From: Emily Shaffer <emilyshaffer@google.com>
To: Jonathan Tan <jonathantanmy@google.com>
Cc: git@vger.kernel.org
Subject: Re: [PATCH] connected: always use partial clone optimization
Date: Thu, 26 Mar 2020 14:11:56 -0700 [thread overview]
Message-ID: <20200326211156.GA37946@google.com> (raw)
In-Reply-To: <20200320220045.258462-1-jonathantanmy@google.com>
On Fri, Mar 20, 2020 at 03:00:45PM -0700, Jonathan Tan wrote:
> With 50033772d5 ("connected: verify promisor-ness of partial clone",
> 2020-01-30), the fast path (checking promisor packs) in
> check_connected() now passes a subset of the slow path (rev-list) - if
> all objects to be checked are found in promisor packs, both the fast
> path and the slow path will pass; otherwise, the fast path will
> definitely not pass. This means that we can always attempt the fast path
> whenever we need to do the slow path.
>
> The fast path is currently guarded by a flag; therefore, remove that
> flag. Also, make the fast path fallback to the slow path - if the fast
> path fails, the failing OID and all remaining OIDs will be passed to
> rev-list.

* **Given instruction A**
Duplicate the part of the records that opens with the line containing "For every instance of the lanyard, the" and closes with the line containing "pixel 210 111", including both of those lines.
The email above and the records that come next are separate, unrelated material.

* **Task input**
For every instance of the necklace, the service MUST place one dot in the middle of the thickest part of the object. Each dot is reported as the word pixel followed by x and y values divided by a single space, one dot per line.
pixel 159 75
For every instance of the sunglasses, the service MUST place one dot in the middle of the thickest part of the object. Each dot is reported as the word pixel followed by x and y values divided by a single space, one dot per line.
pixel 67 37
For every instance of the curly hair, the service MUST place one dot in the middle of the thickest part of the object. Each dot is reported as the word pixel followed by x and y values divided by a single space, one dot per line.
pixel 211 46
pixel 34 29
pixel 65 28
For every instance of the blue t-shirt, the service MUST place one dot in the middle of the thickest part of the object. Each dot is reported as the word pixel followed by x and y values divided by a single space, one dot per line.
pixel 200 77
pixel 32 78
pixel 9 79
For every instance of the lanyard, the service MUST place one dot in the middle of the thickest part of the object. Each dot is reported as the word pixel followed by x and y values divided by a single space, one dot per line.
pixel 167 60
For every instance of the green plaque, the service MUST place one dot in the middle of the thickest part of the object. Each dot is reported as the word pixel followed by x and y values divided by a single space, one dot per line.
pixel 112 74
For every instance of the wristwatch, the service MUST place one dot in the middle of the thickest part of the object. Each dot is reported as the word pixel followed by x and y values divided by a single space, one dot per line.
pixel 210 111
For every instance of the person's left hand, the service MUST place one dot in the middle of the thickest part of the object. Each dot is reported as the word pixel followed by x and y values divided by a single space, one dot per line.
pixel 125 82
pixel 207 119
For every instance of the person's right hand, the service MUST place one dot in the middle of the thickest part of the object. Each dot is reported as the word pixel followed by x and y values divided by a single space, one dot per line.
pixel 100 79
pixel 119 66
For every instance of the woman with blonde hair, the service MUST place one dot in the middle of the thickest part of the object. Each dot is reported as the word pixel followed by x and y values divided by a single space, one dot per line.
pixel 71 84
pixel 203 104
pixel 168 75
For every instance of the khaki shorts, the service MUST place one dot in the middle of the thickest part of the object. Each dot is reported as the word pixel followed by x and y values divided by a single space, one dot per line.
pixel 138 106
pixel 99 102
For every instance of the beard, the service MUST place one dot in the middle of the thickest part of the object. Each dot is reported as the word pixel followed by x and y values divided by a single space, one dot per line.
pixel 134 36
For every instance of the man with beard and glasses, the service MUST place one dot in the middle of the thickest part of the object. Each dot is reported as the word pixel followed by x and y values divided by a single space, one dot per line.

* **Given instruction B**
Set down word for word the part of the email on the partial clone optimization that opens with the words containing "In-Reply-To: <20200320220045.258462-1-jonathantanmy@google.com>" and closes with "the slow path.".

* **Full output A**
For every instance of the lanyard, the service MUST place one dot in the middle of the thickest part of the object. Each dot is reported as the word pixel followed by x and y values divided by a single space, one dot per line.
pixel 167 60
For every instance of the green plaque, the service MUST place one dot in the middle of the thickest part of the object. Each dot is reported as the word pixel followed by x and y values divided by a single space, one dot per line.
pixel 112 74
For every instance of the wristwatch, the service MUST place one dot in the middle of the thickest part of the object. Each dot is reported as the word pixel followed by x and y values divided by a single space, one dot per line.
pixel 210 111

* **Full output B**
In-Reply-To: <20200320220045.258462-1-jonathantanmy@google.com>
On Fri, Mar 20, 2020 at 03:00:45PM -0700, Jonathan Tan wrote:
> With 50033772d5 ("connected: verify promisor-ness of partial clone",
> 2020-01-30), the fast path (checking promisor packs) in
> check_connected() now passes a subset of the slow path (rev-list) - if
> all objects to be checked are found in promisor packs, both the fast
> path and the slow path will pass; otherwise, the fast path will
> definitely not pass. This means that we can always attempt the fast path
> whenever we need to do the slow path.